__EXCERPT__.
= = = = =

Forbes India Rewind 2022: Best books we read this year
From 'The Island of Missing Trees' by Elif Shafak to 'Build' by Tony Fadell, here are some of the favourite reads of the Forbes India team in 2022
The Ministry of Common Sense: How to Eliminate Bureaucratic Red Tape, Bad Excuses, and Corporate Bullshit (2021) By Martin Lindstrom
That took me back to when I was headed to interview a New Delhi billionaire and bought one of those fancy pens with a chrome trim at an airport store. Only to realise—minutes before the meeting could commence—the difficulty in extracting the pen from the plastic packaging it was ensconced in.
The parallel with my tryst with pen-in-plastic did the trick. The following 240-odd pages made for a rollicking ride in a world devoid of common sense and abundant with absurdities. Lindstrom resorts to objects and situations most of us encounter in work and life. Like the complex hotel TV remote that “looked like it could launch a rocket ship,” which reflects the internal miscommunications and power struggles inside a silo-wracked telecom company.
Lindstrom’s solution to his client organisations is to establish a Ministry of Common Sense devoted to overturning hurdles that bosses and managers don’t even know exist. Politics, he reckons, is the enemy of common sense; and results in online meetings in which banal euphemisms rule the roost—from ‘pushback’ and ‘blowback’ to ‘send me a deck!’ and ‘let’s park that idea.’
‘The Ministry of Common Sense’ should be a mandatory read for managers and leaders who—as business educator Marshall Goldsmith writes in the Foreword—“don’t realise that their success has come about not because of but in spite of various entrenched habits, behaviours, rules, policies and cultures.” You may not agree with all of Lindstrom’s views, but if this book sets you thinking about whether common sense is indeed being bypassed at your workplace, it may have done its job.
Nine Lives of Pakistan by Declan Walsh
This is a book my uncle gifted me, and as always, his choice was impeccable. Apart from the fact that the title of the book was so gripping, the narration of various instances that Walsh experienced, intertwined with the country’s history, was just beautiful. I would highly recommend this gripping read.

= = = = =

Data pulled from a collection

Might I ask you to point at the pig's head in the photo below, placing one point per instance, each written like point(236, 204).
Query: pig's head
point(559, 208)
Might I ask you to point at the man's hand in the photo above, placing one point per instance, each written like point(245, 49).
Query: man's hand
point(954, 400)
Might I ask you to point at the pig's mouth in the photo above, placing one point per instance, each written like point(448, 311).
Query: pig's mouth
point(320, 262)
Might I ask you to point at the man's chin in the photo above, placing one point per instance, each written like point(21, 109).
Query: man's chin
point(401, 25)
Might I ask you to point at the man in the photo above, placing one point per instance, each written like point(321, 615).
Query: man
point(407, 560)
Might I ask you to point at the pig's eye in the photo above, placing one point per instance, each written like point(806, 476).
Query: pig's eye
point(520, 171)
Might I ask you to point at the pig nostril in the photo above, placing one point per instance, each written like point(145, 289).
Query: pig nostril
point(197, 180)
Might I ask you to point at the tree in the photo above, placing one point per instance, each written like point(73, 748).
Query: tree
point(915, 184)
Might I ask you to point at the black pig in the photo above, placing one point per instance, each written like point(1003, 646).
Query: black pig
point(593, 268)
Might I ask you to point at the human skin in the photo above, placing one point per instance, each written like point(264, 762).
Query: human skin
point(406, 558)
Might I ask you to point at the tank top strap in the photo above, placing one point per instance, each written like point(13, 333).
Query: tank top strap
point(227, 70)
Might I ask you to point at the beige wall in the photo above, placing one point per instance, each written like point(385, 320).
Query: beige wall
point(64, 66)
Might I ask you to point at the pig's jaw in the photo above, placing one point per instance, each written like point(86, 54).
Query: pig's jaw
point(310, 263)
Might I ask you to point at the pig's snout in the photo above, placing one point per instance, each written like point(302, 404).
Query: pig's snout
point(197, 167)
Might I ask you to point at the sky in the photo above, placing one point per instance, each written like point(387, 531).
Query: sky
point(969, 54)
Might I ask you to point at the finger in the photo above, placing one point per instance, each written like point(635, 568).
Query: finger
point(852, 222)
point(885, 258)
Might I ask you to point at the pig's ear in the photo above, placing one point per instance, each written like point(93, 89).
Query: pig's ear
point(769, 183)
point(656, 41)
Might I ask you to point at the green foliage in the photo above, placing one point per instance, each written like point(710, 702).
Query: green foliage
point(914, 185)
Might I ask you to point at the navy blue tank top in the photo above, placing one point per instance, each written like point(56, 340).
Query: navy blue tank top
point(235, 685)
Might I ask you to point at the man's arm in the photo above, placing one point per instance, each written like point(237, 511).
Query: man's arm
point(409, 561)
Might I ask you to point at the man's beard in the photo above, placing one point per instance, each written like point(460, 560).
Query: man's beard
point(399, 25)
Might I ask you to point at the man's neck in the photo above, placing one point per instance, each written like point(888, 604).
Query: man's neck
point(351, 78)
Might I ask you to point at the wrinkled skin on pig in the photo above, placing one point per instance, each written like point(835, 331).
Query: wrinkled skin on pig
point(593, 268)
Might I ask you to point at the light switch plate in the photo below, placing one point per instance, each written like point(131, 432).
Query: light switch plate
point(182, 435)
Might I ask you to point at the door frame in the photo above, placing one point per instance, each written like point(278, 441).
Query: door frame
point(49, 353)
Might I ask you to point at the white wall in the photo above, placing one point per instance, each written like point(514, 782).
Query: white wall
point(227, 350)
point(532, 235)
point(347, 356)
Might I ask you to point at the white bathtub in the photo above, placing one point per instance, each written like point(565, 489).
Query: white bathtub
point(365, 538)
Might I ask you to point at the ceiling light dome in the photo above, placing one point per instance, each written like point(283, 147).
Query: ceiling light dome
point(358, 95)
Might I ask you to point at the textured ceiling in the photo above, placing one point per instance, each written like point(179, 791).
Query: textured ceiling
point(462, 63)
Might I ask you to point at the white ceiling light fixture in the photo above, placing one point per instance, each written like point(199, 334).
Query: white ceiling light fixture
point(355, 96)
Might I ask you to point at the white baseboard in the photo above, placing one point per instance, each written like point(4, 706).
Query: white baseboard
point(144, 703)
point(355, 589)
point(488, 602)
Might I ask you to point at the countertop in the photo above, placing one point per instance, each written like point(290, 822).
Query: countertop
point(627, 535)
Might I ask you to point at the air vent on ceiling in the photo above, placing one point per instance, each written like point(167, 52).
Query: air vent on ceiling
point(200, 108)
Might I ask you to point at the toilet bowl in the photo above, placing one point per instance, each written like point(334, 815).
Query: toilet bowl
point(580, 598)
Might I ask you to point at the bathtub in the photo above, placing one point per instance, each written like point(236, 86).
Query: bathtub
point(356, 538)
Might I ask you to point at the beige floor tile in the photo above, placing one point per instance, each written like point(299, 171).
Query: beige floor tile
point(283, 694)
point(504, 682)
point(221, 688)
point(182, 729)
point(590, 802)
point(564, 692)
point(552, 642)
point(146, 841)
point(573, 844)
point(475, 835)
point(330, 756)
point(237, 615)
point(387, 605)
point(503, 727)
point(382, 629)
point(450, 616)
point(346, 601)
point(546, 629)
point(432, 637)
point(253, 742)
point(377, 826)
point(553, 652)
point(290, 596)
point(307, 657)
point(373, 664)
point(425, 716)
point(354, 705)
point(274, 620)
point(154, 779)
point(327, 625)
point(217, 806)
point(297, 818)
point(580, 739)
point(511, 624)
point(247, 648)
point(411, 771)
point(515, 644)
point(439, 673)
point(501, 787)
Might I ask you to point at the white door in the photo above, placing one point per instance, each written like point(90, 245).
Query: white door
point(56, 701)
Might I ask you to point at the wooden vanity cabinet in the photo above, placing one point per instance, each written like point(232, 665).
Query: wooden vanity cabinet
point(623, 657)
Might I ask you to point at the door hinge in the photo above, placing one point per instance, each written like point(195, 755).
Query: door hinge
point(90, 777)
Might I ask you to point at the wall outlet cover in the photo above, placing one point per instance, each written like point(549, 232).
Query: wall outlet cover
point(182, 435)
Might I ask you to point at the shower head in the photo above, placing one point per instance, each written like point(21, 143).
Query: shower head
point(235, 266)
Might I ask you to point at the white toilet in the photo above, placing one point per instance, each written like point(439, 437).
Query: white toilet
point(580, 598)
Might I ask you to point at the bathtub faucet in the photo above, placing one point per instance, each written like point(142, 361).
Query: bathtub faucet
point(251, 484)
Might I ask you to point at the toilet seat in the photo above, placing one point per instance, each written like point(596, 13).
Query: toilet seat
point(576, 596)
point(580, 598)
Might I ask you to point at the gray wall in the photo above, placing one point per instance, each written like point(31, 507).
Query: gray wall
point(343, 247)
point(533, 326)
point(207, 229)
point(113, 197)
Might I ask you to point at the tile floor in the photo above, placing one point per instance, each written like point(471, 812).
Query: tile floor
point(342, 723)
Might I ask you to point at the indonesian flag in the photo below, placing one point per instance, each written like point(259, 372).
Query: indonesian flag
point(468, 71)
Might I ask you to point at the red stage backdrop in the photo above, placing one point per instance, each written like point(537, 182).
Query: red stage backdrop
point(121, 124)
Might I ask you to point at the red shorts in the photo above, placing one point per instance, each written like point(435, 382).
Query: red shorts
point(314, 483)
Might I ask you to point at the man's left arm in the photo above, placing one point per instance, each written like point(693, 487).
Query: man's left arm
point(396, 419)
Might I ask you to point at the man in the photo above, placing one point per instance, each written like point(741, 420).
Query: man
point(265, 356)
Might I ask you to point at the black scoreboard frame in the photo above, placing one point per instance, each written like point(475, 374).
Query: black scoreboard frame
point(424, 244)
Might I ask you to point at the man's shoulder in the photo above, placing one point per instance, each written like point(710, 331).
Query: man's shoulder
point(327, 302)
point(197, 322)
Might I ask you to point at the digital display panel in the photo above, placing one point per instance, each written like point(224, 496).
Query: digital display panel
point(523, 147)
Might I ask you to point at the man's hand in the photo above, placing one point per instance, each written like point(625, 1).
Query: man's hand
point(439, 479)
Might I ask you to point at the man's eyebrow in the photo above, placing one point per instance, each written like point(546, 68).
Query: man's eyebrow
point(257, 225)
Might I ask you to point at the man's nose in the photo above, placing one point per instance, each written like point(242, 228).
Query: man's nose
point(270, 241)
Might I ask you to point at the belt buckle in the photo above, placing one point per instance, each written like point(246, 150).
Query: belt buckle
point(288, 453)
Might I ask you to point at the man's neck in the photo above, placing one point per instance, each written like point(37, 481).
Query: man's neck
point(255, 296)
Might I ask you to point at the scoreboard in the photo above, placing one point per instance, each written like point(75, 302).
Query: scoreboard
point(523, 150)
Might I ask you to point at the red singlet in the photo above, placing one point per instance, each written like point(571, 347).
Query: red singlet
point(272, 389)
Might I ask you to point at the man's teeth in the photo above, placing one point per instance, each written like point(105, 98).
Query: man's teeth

= = = = =

__THE TASKS__.
(a) In the Forbes India book roundup, who wrote the Foreword to 'The Ministry of Common Sense'?
(b) Carry on the Forbes India book roundup from its last sentence.

__RESPONSES FOR EACH TASK__.
(a) Business educator Marshall Goldsmith wrote the Foreword.

(b)
The Island of Missing Trees, by Elif Shafak
It is her Tequila Leila, a prostitute, and ‘the five’—her outcast and pariah friends—you learn to love and cherish in 10 Minutes 38 Seconds in this Strange World. And, in The Island of Missing Trees, the story of Kostas—a Greek Cypriot, and Defne—a Turkish Cypriot, who meet at a tavern in Cyprus run by a Greek-Turk gay couple, and fall in love, shows what uprooting does to a person's sense of belonging and identity.
The Island of Missing Trees is not a love story. It is one of unrest, conflict, and war that spares no one. Definitely not a young couple, one Turk and the other a Greek Cypriot, who dared to love only to find themselves on opposing sides of a conflict. “A map is a two-dimensional representation with arbitrary symbols and incised lines that decide who is to be our enemy and who is to be our friend, and who deserves our love and who deserves our hatred and who, our sheer indifference” [“…” here and henceforth, excerpts from the book].
The Island of Missing Trees will teach you a lot about trees—their silent, living and breathing lives. Especially a particular fig tree—also uprooted from its homeland amid the conflict and was given a new home in England. It will become your reliable narrator. It will teach you about roots—the tree kind and the human kind. Trees use them to communicate with other trees around them, whether it’s about an impending flood or a warning of an insect infestation.
And what about the human roots? Roots are what ground us, and as conflict uproots millions from their homes, families, and countries every year, are those displaced or left behind ever really the same again? Do they ever really move on, even if they manage to build new, ‘successful’ lives? "People from troubled islands can never be normal. We can pretend, we can even make amazing progress—but we can never really learn to feel safe. The ground that feels rock hard to others is choppy waters for our kind.”
Trees and their roots don’t forget, and it’s their memory that helps them survive. Through Ada, the narrator for most of the book, Shafak delves into how trauma transcends generations and alienates even those who didn’t live through it, but are desperately seeking to understand where they belong in the world. “You don’t mind believing young butterflies inherit migrations from their ancestors, but when it comes to your own family, you think that’s not possible.” Shafak’s narrative gives you a lot to think about.
The Dismantling of India: In 35 Portraits by TJS George
I was particularly amazed by the portraits of JRD Tata, CN Annadurai, and Jayalalithaa. They shed light on some of their work and the amount of recognition and love it brought to them, especially in the case of the latter two.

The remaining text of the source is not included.